The exercise: Extract every item below word for word, keeping each on its own line.

Information supplied:
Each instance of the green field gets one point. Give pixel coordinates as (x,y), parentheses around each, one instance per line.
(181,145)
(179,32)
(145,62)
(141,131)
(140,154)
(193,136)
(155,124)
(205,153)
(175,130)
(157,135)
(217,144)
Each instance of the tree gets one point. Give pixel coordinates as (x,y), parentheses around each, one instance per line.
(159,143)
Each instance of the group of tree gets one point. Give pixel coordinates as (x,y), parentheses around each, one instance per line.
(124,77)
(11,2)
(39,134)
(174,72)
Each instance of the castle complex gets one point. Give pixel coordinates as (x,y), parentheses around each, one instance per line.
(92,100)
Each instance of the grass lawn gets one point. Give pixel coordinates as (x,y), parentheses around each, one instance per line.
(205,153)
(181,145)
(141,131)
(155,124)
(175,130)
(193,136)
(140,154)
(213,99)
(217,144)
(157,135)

Solved problem:
Each instance of the green field gets one point. Give pixel coordinates as (x,y), parentheses around each, one instance per line.
(181,145)
(179,32)
(145,62)
(141,131)
(140,154)
(193,136)
(155,124)
(205,153)
(175,130)
(157,135)
(217,144)
Each instance of the tree gets one point. Give pixel coordinates as (x,y), parentheses around each, one instance per line.
(159,143)
Each instance of the group of tree gets one point. Give pixel coordinates as (x,y), parentheses around each, one instance per line.
(124,77)
(11,2)
(39,134)
(174,72)
Each instance of the castle complex gets one point. Give pixel coordinates as (x,y), parentheses around each, one instance per line.
(92,100)
Each instance of the grass lawn gets one point. Give pixel coordinates as (x,y), parentheses around each, one instance per line.
(205,153)
(181,145)
(141,131)
(155,124)
(175,130)
(193,136)
(140,154)
(213,99)
(217,144)
(157,135)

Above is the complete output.